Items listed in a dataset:

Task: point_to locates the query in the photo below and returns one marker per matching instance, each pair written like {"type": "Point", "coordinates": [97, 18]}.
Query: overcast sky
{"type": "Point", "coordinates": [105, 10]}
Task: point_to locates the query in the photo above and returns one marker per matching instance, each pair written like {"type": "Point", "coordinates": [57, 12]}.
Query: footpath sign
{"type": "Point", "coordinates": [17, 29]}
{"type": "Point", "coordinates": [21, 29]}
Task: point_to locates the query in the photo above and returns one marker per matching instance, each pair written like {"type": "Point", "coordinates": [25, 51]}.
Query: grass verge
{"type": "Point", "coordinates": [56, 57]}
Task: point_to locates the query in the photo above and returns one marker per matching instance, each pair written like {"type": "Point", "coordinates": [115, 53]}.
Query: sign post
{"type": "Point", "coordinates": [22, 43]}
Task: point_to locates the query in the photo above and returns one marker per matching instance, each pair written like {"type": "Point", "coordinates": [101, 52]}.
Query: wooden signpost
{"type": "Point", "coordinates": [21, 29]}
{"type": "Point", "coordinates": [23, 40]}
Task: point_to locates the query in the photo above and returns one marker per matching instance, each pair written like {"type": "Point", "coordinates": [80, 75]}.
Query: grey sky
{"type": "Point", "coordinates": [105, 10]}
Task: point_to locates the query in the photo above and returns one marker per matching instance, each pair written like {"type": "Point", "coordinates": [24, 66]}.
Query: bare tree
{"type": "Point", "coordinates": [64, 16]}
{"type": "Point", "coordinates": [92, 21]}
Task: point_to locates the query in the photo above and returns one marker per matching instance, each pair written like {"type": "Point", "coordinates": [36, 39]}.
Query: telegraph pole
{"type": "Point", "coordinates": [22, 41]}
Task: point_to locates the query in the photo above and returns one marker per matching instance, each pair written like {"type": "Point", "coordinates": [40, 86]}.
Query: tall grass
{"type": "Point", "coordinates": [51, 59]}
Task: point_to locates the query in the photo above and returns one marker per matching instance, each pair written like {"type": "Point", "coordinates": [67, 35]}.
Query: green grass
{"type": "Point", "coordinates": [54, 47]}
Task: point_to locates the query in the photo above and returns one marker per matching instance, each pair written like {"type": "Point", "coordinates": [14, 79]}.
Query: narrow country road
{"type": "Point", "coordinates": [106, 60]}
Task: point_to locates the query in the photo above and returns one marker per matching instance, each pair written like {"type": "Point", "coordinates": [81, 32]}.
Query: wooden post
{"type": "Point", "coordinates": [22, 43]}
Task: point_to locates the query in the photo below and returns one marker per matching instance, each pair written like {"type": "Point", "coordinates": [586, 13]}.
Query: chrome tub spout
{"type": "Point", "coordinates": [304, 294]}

Written task:
From the listing above, copy out each line that contains the word "wooden".

Response to this task:
Query: wooden signpost
Query: wooden post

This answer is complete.